### Task objective
Output every record below precisely as it is written.

### Task inputs
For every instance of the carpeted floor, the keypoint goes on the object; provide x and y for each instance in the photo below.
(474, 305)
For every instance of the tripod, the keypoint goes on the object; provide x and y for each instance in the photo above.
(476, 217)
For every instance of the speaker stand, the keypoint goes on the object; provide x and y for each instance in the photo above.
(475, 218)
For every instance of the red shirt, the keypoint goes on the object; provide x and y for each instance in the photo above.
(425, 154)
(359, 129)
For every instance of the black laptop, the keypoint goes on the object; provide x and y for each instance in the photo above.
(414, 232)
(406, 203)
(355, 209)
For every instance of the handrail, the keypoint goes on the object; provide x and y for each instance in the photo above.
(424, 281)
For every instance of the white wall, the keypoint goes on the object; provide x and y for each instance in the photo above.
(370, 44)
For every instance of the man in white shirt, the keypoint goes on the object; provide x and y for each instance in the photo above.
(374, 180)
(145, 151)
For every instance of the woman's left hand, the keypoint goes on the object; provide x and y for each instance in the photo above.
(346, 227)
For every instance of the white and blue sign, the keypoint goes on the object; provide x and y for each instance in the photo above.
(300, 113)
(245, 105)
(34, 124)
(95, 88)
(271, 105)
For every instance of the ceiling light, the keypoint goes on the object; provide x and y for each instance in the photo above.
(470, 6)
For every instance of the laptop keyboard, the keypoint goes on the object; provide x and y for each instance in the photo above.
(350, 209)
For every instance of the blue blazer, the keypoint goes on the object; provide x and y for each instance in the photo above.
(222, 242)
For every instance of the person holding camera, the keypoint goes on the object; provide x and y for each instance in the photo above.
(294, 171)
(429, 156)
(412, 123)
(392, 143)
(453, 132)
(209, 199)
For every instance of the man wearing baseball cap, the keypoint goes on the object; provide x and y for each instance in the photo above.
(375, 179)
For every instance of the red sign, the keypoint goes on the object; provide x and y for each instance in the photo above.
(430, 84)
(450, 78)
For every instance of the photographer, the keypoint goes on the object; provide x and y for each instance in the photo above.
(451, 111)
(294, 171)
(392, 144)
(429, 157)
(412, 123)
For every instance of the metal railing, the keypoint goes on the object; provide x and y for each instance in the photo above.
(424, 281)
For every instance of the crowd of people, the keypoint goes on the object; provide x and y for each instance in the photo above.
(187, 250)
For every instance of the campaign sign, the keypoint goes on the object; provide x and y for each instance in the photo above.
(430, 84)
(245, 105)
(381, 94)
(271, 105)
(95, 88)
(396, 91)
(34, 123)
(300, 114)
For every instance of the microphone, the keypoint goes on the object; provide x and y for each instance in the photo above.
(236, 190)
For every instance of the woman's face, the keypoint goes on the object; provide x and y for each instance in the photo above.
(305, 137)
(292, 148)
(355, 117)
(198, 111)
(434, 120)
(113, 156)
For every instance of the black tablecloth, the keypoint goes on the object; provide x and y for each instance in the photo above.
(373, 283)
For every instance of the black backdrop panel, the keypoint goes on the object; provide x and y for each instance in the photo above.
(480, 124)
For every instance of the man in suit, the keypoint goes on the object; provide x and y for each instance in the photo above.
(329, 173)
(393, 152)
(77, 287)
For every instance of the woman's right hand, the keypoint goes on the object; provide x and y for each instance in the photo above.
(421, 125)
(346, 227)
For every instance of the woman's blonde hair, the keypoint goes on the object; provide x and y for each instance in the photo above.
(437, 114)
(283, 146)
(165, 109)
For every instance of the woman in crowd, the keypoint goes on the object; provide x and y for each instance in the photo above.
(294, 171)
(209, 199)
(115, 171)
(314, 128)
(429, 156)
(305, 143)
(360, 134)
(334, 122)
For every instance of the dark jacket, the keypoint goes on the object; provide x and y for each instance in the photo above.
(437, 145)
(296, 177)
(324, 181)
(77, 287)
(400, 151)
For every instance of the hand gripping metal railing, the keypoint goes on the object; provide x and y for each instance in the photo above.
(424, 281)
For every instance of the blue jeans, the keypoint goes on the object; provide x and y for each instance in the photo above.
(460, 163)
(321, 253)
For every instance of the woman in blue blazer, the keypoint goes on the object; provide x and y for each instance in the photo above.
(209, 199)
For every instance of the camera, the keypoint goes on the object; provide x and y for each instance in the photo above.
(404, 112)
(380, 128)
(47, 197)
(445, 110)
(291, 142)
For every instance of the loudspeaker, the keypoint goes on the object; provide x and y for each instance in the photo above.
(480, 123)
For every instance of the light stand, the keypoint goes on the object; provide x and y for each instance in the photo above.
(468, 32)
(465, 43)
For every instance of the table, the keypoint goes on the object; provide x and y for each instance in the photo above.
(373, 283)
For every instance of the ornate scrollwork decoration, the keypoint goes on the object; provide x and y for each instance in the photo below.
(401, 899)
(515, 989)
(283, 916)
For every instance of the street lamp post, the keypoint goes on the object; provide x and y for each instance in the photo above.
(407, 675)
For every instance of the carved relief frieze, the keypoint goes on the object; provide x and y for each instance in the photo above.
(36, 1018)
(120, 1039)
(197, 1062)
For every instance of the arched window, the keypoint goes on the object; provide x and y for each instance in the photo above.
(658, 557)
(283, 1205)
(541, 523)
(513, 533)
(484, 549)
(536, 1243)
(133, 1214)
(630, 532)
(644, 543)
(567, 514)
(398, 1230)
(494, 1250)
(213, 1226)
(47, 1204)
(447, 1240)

### Solution below
For every instance of the carpeted floor, the keypoint goes on the object; provide x and y for each instance in the photo below.
(474, 305)
For every instance of the tripod, the keypoint goes on the object; provide x and y for each instance in the photo above.
(476, 217)
For every instance of the speaker stand, the keypoint goes on the object; provide x and y for each instance in the photo above.
(475, 218)
For every instance of the red shirt, the keypoint goes on the object; provide x and y for each instance in the photo above.
(425, 154)
(359, 129)
For every instance of the black laptop, the keypoint goes on the object; provide x and y for each instance in the photo above.
(414, 232)
(406, 203)
(355, 209)
For every instance of the handrail, the keypoint goes on the object; provide x and y for each instance in the photo above.
(424, 281)
For every instance of the white wall, the keypoint goes on the object; provide x and y for each instance in the photo above.
(370, 44)
For every instance of the man in white shirt, the keypoint goes on the object; provide x and y for each instance in the photo above.
(374, 180)
(145, 151)
For every instance of the woman's left hand, the keypoint goes on the object; provide x and y for each instance in the photo above.
(346, 227)
For every instance of the white and blue sign, the keypoint goes on the object; provide x and y for each instance in the photo above.
(300, 113)
(245, 105)
(34, 124)
(95, 88)
(271, 105)
For every instance of the ceiling light, the keypoint goes on the object; provide x and y for each instance in the photo above.
(470, 6)
For every instance of the laptop keyboard, the keypoint goes on the object; provide x and y for each instance in the photo above.
(350, 209)
For every instance of the blue blazer, the keypoint goes on the object; provide x and y for each instance in the photo above.
(222, 242)
For every instance of the person holding camera, the keypoint goes on the object; provide x and y for each instance in the photo above.
(294, 171)
(429, 156)
(412, 123)
(392, 143)
(453, 132)
(209, 199)
For every instance of the man wearing baseball cap, the keypoint goes on the object; provide x and y for each instance in the photo above.
(375, 179)
For every instance of the red sign, the keypoint goes on the object; provide x and y for each instance in the photo above.
(430, 84)
(450, 78)
For every instance of the photographer, the keypoint goes on the object; provide x and y for each instance in the photo above.
(451, 111)
(294, 171)
(392, 144)
(429, 157)
(412, 123)
For every instance of the metal railing, the keypoint goes on the object; provide x and y for each instance in the photo above.
(424, 281)
For every instance of the crowd of people, the keypoint goes on the object; provide x and y for each instance in the photo above.
(187, 250)
For every instance of the campaign sign, the keypoint goes on the object; provide x and y for each instance in the photo above.
(430, 84)
(245, 105)
(381, 94)
(271, 105)
(95, 88)
(396, 91)
(34, 123)
(300, 114)
For every instance of the microphone, the keypoint goes on the object; provide x and y for each instance in the photo above.
(236, 190)
For every instance of the woman's face, the keypoint goes on the object; provide x and y for each instance in the photo above.
(305, 137)
(292, 148)
(355, 117)
(198, 111)
(434, 120)
(113, 156)
For every instance of the black tablecloth, the keypoint goes on the object; provide x and y for each instance in the photo above.
(373, 283)
For every instance of the black backdrop panel, the keypoint goes on the object; provide x and y for each instance in the photo above.
(480, 124)
For every instance of the man in suit, the keypoint goes on the object; provide x and y for each instance in the photo above.
(329, 173)
(393, 152)
(77, 287)
For every instance of the woman's right hand, the keypoint goes on the object; provide x and y for each instance in the photo above.
(421, 125)
(346, 227)
For every instance of the woman's blonde hair, the keypoint goes on the object; provide x and y for each instance in the photo above.
(437, 114)
(283, 146)
(165, 109)
For every instance of the woman in crowd, the keypoint goes on the object; provide x and y for each instance in the photo above.
(294, 171)
(209, 199)
(115, 171)
(314, 128)
(429, 156)
(305, 143)
(360, 134)
(334, 122)
For every instance of the dark jacket, the keypoint goes on the object; provide x and y for each instance in the photo above.
(437, 145)
(296, 177)
(324, 181)
(77, 287)
(400, 151)
For every instance of the hand gripping metal railing, the keypoint goes on the object; provide x and y for each instance in the photo above.
(424, 281)
For every instance of the blue jeans, the keypoint goes on the object; provide x and y for each instance in the photo above.
(460, 163)
(321, 253)
For every instance of the woman in blue blazer, the keypoint goes on the object; provide x and y for each instance in the photo above.
(209, 199)
For every instance of the camera, the keypoint goes on the object; provide x and y for each instance in the photo above.
(404, 112)
(380, 128)
(47, 197)
(445, 110)
(291, 142)
For every instance of the loudspeaker, the keypoint goes on the object; provide x and y for each instance in the photo above.
(480, 123)
For every instance of the light stand, the keypoint goes on the object; provide x and y for each instance in the photo above.
(468, 32)
(465, 43)
For every instance of the table, the keypoint goes on the object; provide x and y for each instance in the photo above.
(373, 283)
For every instance of the ornate scrollwork decoration, the keypoint goes on the object; provide x and y for each instance in the photo below.
(401, 899)
(515, 989)
(283, 916)
For every instance of the street lamp post, the keypoint goes on the object; provide x and y for each instance in the photo above.
(407, 675)
For every instance of the carved relief frieze, the keypoint goes on the object; provide x and y for each instance in the photo above.
(36, 1018)
(120, 1039)
(197, 1062)
For every instance of the arched window, the keypoint goes on the object; provide x and y for each instance in the photo above.
(658, 557)
(283, 1205)
(541, 523)
(513, 533)
(484, 549)
(536, 1243)
(133, 1214)
(630, 532)
(644, 543)
(567, 514)
(398, 1230)
(494, 1250)
(213, 1226)
(47, 1204)
(447, 1240)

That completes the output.